#### Exercise brief:
Report every row below that contains the string "Target", copying each such row in full. Case counts.

#### Entries supplied:
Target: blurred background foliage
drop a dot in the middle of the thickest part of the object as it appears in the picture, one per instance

* * *

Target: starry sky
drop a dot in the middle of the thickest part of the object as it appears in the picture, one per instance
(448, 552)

#### Response to the task:
Target: blurred background foliage
Target: starry sky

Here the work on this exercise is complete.